__EXERCISE DATA__.
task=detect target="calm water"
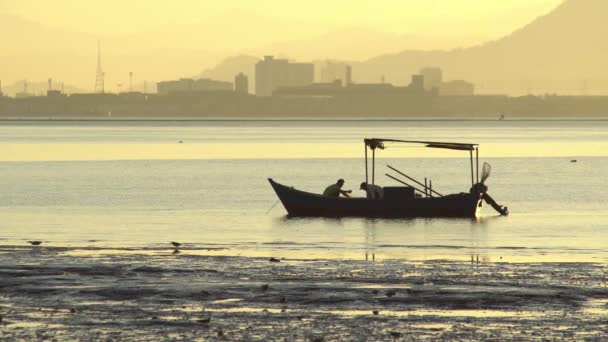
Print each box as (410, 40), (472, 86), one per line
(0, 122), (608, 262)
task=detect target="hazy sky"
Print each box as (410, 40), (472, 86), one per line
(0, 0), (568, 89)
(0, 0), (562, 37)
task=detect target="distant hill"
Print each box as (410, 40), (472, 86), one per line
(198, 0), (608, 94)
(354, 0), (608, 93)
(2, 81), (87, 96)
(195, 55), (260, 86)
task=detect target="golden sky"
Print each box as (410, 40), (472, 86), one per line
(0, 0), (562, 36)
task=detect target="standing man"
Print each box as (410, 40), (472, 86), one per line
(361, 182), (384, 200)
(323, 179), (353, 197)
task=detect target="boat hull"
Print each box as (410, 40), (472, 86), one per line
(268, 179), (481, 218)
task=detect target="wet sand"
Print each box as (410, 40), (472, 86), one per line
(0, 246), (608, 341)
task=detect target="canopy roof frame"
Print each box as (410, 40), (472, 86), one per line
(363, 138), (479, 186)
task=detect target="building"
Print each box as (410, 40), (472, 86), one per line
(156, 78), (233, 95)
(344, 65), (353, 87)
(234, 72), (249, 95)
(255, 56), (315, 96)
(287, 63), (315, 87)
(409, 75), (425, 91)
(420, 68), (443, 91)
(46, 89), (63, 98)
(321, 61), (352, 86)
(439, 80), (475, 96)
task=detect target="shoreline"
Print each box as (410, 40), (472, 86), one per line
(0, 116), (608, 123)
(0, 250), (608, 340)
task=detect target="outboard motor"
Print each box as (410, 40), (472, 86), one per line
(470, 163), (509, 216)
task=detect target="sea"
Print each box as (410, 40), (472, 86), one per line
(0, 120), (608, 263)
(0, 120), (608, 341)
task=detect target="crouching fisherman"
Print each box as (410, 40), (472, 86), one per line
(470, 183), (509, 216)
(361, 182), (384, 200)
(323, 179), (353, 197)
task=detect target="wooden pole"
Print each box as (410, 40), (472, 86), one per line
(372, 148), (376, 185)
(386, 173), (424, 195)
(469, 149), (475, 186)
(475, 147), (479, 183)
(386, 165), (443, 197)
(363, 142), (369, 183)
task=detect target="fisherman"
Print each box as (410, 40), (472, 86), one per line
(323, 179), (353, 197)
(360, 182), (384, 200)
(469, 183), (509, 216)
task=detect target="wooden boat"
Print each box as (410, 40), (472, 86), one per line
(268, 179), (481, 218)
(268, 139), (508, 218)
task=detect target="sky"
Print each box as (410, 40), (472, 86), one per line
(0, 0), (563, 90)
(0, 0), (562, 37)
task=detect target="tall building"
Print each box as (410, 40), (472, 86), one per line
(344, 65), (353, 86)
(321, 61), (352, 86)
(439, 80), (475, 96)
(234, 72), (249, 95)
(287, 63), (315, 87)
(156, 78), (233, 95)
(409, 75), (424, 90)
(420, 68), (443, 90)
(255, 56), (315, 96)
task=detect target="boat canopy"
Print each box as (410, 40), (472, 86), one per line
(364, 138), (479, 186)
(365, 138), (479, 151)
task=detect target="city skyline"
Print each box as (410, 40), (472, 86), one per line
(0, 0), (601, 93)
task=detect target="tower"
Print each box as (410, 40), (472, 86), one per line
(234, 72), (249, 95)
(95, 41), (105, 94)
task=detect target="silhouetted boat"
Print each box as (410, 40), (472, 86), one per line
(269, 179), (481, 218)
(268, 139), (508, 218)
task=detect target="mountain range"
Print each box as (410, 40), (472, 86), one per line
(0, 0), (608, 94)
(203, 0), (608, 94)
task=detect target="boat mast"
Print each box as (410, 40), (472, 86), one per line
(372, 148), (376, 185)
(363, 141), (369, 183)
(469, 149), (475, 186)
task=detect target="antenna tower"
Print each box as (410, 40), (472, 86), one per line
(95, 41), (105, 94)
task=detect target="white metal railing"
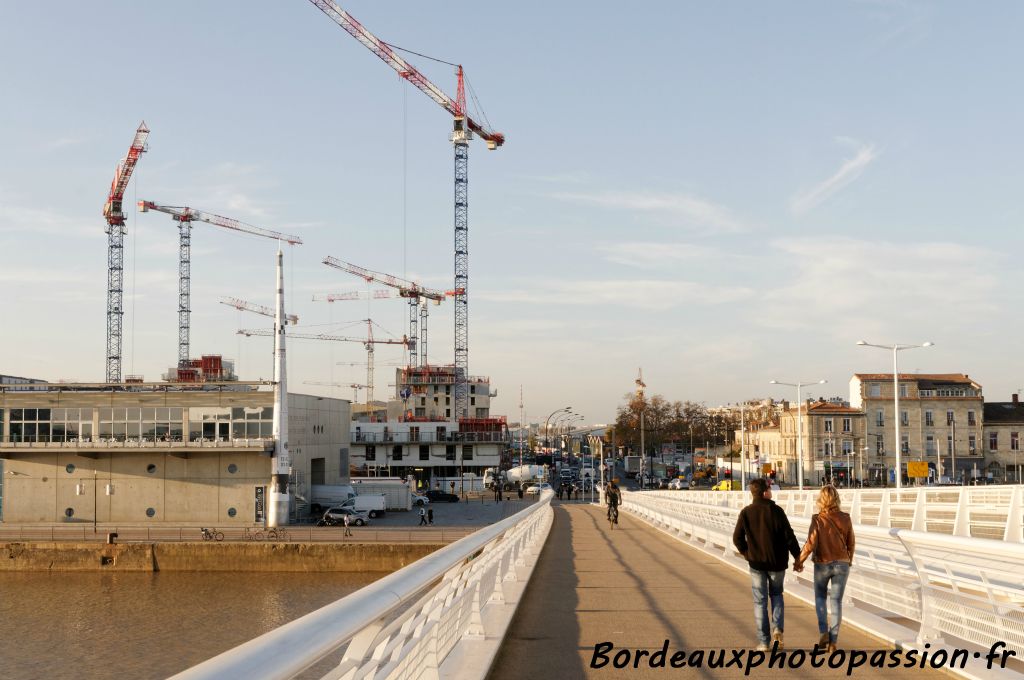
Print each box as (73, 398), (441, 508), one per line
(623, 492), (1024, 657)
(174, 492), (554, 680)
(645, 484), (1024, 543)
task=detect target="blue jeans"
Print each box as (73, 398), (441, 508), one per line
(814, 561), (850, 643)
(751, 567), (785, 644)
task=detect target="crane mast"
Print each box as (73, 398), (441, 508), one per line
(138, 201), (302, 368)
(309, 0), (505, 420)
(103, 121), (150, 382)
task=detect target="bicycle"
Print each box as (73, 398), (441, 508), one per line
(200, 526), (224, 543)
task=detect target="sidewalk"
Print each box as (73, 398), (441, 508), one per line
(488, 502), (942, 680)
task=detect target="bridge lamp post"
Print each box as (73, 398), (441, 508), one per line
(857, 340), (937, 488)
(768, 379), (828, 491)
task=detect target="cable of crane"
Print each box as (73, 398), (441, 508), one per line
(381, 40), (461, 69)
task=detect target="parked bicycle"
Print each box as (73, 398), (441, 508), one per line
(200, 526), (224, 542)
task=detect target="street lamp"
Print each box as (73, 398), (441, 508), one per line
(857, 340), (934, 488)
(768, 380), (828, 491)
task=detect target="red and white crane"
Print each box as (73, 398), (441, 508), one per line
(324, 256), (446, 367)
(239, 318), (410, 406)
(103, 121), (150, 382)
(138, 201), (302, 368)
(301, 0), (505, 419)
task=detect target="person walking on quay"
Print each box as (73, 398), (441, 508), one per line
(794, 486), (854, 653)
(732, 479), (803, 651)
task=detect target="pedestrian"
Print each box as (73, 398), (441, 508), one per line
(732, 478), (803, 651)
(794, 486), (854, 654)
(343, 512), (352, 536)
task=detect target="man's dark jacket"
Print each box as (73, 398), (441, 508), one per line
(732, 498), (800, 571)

__TASK GOAL__.
Identify every line of the records above that contains the string "bicycle" and copy each such line in full. Case counts.

__IN RESPONSE__.
task=detect target="bicycle"
task=detect target="parked bicycle"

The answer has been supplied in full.